FRAGMENTO SELECCIONADO =
>>>>
La sombra eterna del monstruo
Victor Frankenstein fue el modelo de la mayoría de los científicos locos que nos obsequió la cultura popular. El experimento ejecutado por Frankenstein atravesó, y seguirá atravesando, a una legión de autores, arrinconándolos para que edifiquen su propio laboratorio donde crear relecturas de la novela de Mary Shelley.
Por un lado el cine clase B de Frank Henenlotter, que con mínimos recursos y estallidos de colores flúo, propuso en Frankenhooker (1990) un cuento de terror bizarro: un joven electricista sin escrúpulos llamado Jeffrey reconstruía el cuerpo de su novia muerta, mezclado con fragmentos de otros seres humanos, consiguiendo que ni siquiera la parca ponga fin a su deseo. ¿Quién no reviviría a los muertos más cercanos si existiese la tormenta perfecta?
Lo mismo pensó Tim Burton cuando volvió científico a un niño que no toleraba la ausencia de su perro Sparky, y fue tan sanador aquel experimento que necesitó hacer dos veces Frankenweenie: en 1984 y 2011, en acción viva y en versión animada. Pero también se ocupó de pensar al monstruo de Frankenstein en la era moderna, con ropa de cuero y un remolino dark en el pelo.
<<<<
TAREA BREVE 1 = Copia tal cual las filas desde la primera hasta la que contiene "A sample laid", ambas incluidas.

DATOS DE ENTRADA =
>>>>
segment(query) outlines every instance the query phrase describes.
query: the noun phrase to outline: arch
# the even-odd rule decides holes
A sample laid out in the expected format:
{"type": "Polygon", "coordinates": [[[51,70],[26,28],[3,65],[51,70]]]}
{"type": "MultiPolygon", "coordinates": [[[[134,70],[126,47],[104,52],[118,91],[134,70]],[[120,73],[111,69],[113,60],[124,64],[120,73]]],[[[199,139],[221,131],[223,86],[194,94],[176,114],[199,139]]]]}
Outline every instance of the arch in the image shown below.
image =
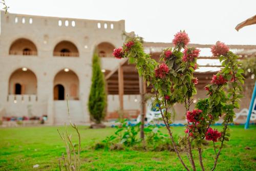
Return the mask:
{"type": "Polygon", "coordinates": [[[54,47],[53,56],[79,57],[78,49],[71,41],[62,40],[54,47]]]}
{"type": "Polygon", "coordinates": [[[72,70],[65,69],[59,71],[54,77],[53,86],[54,100],[65,100],[66,94],[71,100],[79,100],[79,80],[77,75],[72,70]],[[62,89],[60,89],[62,88],[58,85],[63,87],[65,93],[63,99],[59,98],[59,94],[62,93],[60,91],[62,89]]]}
{"type": "Polygon", "coordinates": [[[97,46],[97,50],[99,57],[112,57],[115,46],[111,43],[103,41],[97,46]]]}
{"type": "Polygon", "coordinates": [[[53,93],[54,100],[63,100],[65,99],[65,88],[60,84],[54,86],[53,93]]]}
{"type": "Polygon", "coordinates": [[[34,73],[27,68],[14,71],[9,79],[9,94],[36,94],[37,80],[34,73]]]}
{"type": "Polygon", "coordinates": [[[22,84],[19,83],[16,83],[15,84],[14,86],[14,94],[22,94],[22,84]]]}
{"type": "Polygon", "coordinates": [[[14,41],[9,50],[10,55],[37,55],[37,49],[31,40],[20,38],[14,41]]]}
<<<<
TAREA BREVE 2 = Según el fragmento sobre Frankenstein, ¿en qué años hizo Tim Burton Frankenweenie?

RESPUESTA ESCRITA 1 =
segment(query) outlines every instance the query phrase describes.
query: the noun phrase to outline: arch
# the even-odd rule decides holes
A sample laid out in the expected format:

RESPUESTA ESCRITA 2 = En 1984 y en 2011.